___ Working data

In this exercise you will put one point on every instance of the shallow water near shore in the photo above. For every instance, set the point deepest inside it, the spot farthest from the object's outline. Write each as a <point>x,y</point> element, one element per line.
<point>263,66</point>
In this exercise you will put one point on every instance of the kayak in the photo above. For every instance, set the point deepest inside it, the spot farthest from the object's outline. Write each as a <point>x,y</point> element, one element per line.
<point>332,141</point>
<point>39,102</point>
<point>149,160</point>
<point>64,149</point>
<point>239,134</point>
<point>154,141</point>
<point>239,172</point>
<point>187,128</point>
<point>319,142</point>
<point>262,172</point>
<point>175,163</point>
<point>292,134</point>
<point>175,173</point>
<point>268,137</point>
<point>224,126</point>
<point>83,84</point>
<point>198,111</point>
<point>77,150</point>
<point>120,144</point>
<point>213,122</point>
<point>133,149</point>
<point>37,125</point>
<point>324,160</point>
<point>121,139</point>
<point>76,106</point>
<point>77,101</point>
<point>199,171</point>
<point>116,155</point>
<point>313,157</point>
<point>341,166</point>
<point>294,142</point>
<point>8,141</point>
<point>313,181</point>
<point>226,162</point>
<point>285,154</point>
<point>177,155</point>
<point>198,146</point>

______

What you should do = The only output should be the lines from the one containing "of the kayak" through the final line of the material above, copied exactly.

Response to this exercise =
In this exercise you will put one point on every instance of the kayak in the photo above. For every instance, set the point deepest inside it, the spot farthest from the object's outline. Write each as a <point>x,y</point> element, one element per line.
<point>332,141</point>
<point>39,102</point>
<point>149,160</point>
<point>64,149</point>
<point>239,134</point>
<point>154,141</point>
<point>239,172</point>
<point>187,128</point>
<point>319,142</point>
<point>262,172</point>
<point>175,163</point>
<point>292,134</point>
<point>175,173</point>
<point>268,137</point>
<point>224,126</point>
<point>83,84</point>
<point>198,111</point>
<point>77,150</point>
<point>120,144</point>
<point>213,122</point>
<point>133,149</point>
<point>37,125</point>
<point>324,160</point>
<point>121,139</point>
<point>76,106</point>
<point>77,101</point>
<point>199,171</point>
<point>116,155</point>
<point>313,157</point>
<point>341,166</point>
<point>294,142</point>
<point>8,141</point>
<point>313,181</point>
<point>226,162</point>
<point>285,154</point>
<point>177,155</point>
<point>198,146</point>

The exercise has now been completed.